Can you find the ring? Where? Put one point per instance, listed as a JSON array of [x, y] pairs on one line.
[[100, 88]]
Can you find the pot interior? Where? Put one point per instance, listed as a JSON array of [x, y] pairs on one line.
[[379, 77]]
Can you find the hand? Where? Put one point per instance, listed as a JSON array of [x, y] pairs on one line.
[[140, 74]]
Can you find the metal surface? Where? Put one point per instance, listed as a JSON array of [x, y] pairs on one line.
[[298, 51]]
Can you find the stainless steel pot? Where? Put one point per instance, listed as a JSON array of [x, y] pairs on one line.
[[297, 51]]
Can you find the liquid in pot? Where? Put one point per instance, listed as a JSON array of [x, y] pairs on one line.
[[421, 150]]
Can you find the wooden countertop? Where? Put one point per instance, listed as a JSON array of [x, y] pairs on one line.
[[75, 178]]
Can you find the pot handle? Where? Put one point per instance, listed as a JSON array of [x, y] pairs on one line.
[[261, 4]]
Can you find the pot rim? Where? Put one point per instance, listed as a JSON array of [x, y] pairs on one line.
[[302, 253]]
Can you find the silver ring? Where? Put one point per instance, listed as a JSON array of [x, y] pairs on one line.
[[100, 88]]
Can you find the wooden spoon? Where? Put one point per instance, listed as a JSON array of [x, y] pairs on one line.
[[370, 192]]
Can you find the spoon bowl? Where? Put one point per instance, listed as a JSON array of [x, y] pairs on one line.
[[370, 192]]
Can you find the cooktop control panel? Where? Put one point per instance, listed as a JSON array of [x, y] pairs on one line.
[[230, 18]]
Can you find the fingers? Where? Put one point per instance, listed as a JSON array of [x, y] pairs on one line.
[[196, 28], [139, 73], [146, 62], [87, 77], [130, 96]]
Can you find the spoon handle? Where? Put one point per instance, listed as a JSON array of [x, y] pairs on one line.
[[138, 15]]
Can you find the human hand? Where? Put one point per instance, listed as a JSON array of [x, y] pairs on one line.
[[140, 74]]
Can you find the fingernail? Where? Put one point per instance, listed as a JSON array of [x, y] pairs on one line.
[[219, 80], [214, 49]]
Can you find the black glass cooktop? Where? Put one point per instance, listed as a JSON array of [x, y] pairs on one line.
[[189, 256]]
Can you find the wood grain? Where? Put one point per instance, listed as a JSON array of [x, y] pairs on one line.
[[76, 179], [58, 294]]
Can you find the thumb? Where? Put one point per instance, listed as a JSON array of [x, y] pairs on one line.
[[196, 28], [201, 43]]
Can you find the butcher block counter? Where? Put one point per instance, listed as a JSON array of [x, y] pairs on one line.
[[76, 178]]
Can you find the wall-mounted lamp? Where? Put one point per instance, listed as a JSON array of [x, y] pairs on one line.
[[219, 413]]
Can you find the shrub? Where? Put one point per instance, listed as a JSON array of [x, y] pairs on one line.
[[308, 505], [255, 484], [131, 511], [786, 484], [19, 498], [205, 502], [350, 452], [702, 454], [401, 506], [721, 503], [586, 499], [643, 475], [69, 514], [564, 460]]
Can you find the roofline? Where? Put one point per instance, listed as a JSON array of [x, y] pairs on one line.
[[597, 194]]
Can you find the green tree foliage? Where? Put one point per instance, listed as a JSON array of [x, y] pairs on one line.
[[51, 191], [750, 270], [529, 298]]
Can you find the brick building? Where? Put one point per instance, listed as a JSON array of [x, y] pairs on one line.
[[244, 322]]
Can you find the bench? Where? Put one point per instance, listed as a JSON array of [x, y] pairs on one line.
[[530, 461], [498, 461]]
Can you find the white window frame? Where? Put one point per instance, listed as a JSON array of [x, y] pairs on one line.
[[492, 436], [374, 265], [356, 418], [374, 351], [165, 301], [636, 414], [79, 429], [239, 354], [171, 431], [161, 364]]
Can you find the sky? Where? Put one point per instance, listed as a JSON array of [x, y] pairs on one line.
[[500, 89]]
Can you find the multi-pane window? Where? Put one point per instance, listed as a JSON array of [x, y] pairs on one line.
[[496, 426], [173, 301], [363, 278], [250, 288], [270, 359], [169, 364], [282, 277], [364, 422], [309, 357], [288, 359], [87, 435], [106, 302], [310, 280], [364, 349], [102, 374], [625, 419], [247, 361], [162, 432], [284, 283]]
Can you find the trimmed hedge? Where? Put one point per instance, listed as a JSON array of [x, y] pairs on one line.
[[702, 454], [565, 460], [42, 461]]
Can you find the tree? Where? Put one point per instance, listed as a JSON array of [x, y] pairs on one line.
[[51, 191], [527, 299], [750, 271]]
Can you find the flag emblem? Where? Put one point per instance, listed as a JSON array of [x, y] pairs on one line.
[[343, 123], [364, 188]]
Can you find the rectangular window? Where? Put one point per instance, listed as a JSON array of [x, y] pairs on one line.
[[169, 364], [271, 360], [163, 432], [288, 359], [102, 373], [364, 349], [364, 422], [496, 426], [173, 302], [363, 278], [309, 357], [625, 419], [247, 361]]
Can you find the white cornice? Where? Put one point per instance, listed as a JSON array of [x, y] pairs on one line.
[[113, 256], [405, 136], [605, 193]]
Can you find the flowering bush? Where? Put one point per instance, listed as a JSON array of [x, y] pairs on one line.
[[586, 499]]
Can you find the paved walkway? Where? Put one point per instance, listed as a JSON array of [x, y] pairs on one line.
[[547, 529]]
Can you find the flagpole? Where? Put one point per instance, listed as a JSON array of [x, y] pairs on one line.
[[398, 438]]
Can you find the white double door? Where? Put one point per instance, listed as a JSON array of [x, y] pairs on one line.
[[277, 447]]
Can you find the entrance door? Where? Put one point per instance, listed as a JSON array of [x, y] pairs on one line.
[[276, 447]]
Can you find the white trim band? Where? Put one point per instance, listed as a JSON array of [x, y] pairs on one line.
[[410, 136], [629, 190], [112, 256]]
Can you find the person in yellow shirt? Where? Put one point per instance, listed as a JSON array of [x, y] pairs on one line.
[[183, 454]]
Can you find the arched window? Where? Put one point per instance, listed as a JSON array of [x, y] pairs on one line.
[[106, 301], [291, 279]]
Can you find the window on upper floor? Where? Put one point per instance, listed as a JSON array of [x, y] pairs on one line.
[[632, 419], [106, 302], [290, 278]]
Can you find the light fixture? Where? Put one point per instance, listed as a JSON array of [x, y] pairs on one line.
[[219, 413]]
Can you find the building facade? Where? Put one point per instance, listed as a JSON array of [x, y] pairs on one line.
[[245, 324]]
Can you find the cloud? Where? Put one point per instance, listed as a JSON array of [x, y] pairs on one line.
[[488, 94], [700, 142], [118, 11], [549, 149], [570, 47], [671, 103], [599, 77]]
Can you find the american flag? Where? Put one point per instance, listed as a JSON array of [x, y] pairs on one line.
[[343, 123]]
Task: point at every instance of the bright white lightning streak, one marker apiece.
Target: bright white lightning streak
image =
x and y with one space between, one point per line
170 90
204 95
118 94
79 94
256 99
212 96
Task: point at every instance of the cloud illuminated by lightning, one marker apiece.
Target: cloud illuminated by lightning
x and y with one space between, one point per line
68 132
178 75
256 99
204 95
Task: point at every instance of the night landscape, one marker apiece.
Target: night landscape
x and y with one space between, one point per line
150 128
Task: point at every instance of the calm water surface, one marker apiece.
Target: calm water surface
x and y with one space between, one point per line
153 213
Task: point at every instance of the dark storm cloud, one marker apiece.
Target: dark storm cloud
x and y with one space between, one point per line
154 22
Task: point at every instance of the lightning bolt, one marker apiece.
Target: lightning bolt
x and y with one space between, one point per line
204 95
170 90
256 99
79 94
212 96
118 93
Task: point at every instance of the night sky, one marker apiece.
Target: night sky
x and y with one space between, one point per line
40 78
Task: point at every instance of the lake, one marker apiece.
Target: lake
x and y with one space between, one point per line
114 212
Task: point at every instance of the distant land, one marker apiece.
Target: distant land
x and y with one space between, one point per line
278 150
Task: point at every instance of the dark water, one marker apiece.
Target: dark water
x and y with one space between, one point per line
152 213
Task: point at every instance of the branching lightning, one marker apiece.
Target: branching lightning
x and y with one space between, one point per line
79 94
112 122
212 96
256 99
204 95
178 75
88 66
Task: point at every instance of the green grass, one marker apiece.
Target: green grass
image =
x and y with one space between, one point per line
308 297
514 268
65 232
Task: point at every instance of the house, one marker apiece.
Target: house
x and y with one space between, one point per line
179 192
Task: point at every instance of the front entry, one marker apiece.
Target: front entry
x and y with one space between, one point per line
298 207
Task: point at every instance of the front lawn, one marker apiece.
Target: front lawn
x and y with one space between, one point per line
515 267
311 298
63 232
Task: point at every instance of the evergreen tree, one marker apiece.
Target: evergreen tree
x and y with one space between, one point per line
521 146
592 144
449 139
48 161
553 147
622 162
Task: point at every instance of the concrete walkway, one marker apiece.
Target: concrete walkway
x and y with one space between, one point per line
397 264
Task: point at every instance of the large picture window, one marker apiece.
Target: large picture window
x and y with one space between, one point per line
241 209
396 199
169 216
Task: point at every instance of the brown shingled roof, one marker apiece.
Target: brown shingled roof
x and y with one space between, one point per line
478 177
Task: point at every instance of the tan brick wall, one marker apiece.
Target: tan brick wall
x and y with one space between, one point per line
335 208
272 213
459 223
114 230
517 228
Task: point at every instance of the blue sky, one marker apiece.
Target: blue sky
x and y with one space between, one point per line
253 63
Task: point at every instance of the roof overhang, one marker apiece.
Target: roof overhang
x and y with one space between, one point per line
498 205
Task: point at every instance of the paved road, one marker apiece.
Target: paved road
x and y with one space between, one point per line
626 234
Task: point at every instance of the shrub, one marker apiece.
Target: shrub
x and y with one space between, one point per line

□ □ □ □ □

» **What needs to be done**:
Set down the lines above exactly as written. Begin at the line containing "Target: tan brick wall" and stop after the last line.

» **Solution to the exercise**:
Target: tan brick wall
x and y with one space between, one point per line
335 208
272 213
459 223
114 230
517 228
Task: point at every instance of the blue sky, one marker apiece.
Target: blue sky
x and y with one space between, one point per line
253 63
Task: point at every instance of the roof overhang, one marker apiece.
Target: roof overhang
x and y with one space between, one point per line
498 205
Task: point at every instance of the paved road, one marker apiece.
Target: paved road
x and y with one space between, one point per line
626 234
Task: point at every instance of the shrub, one marker apiece.
Target: shrub
x and y with one space between, one point per line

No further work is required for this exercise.